Top of Text shown

Green biosynthesis of silver nanoparticles using leaf extract of Ammannia baccifera for evaluating their antioxidant, antibacterial and catalytic potentials

The objective of this work is to create an easy, economical, and environmentally sustainable process for making silver nanoparticles (AB-AgNPs) by employing Ammannia baccifera leaf extract as a provider of reducing agents. A surface plasmon resonance (SPR) peak was observed at 413 nm in the UV-Vis absorption spectrum of ABAgNPs, and it ensured the formation of nanoparticles. The unique bands in FTIR revealed the participation of phytochemicals with effective functional groups in the reduction and stabilization of AB-AgNPs. SEM revealed almost spherical-shaped AB-AgNPs, while EDX confirmed the presence of metallic silver with a strong signal at 3 eV. TEM further verified the formation of spherically-shaped AB-AgNPs, which ranged in size from 13 to 60 nm. The face-centered cubic (FCC) crystal structure of AB-AgNPs was confirmed by an XRD study. TGA, DLS, and Zeta potential studies also assured the stability and particle size distribution of AB-AgNPs. The DPPH and ABTS radicals were used to investigate the antioxidant activity of plant extract and AB-AgNPs, where the best performance of AB-AgNPs was observed in scavenging the ABTS radical with an EC50 50 value of 27.52 mu g/mL. The green-produced AB-AgNPs showed strong catalytic activity for the breakdown of organic dyes (methylene blue, rhodamine B, and para-nitrophenol), and complete dye degradation was attained for each dye within 20 min. ABAgNPs also showed efficient activity against Escherichia coli in antibacterial tests. These findings suggest that silver nanoparticles (AB-AgNPs) produced from the extract of Ammannia baccifera leaves, may find use in medicinal and environmental contexts.

Bottom of Text shown

Task statement -
Answer these questions using the text on silver nanoparticles from Ammannia baccifera leaf extract.
(a) At what wavelength was the surface plasmon resonance peak observed in the UV-Vis spectrum?
(b) What size range did TEM show for the AB-AgNPs?
(c) Within what time was complete degradation attained for each dye?

Top of Provided material

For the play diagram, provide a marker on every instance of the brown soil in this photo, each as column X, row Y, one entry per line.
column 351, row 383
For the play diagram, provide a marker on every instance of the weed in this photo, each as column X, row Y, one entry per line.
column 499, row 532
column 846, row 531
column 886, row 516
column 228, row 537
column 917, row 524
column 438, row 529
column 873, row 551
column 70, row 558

Bottom of Provided material
Top of Provided material

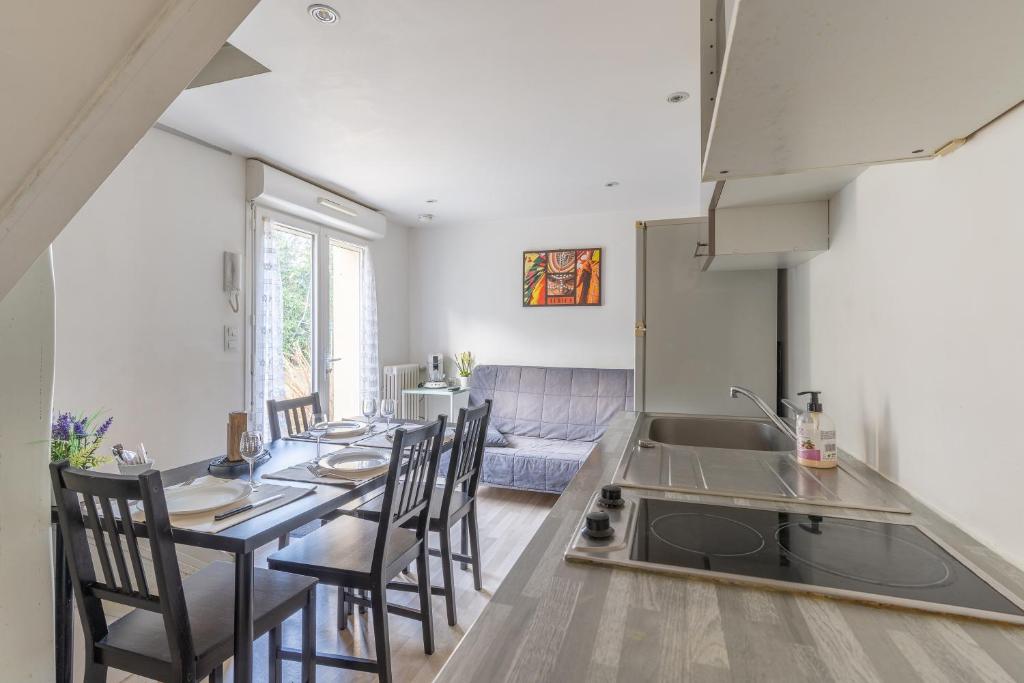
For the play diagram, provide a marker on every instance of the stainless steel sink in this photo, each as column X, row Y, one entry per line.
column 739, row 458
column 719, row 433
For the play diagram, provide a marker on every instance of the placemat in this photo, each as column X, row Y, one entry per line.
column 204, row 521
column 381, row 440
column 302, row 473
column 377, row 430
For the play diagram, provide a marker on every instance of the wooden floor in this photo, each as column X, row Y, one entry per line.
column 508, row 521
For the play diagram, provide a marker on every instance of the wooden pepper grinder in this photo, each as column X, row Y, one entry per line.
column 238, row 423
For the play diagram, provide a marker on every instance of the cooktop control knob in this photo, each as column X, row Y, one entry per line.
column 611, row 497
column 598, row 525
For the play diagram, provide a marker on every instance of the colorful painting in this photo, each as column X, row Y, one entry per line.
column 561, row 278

Bottom of Provided material
Top of Provided material

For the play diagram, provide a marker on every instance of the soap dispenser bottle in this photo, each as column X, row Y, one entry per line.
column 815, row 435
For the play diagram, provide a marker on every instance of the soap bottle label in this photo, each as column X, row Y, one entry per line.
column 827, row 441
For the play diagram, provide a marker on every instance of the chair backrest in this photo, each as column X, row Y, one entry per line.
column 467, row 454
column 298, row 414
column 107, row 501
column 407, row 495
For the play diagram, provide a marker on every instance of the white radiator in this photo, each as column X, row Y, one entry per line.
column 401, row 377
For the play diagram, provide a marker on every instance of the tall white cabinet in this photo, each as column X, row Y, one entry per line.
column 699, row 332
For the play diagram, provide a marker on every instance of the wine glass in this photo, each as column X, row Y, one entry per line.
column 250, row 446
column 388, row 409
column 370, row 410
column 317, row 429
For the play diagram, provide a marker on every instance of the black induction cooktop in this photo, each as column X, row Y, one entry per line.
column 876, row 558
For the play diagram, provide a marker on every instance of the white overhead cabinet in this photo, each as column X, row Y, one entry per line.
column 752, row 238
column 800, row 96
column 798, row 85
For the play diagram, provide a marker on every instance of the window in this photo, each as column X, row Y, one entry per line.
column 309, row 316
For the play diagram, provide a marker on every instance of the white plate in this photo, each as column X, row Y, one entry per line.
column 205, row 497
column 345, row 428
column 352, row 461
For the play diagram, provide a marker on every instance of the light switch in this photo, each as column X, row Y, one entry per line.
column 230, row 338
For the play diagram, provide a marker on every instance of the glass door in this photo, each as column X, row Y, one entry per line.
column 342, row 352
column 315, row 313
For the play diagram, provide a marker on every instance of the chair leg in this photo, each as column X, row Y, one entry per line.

Bottom of Provided material

Expected output -
(a) 413 nm
(b) 13 to 60 nm
(c) Within 20 min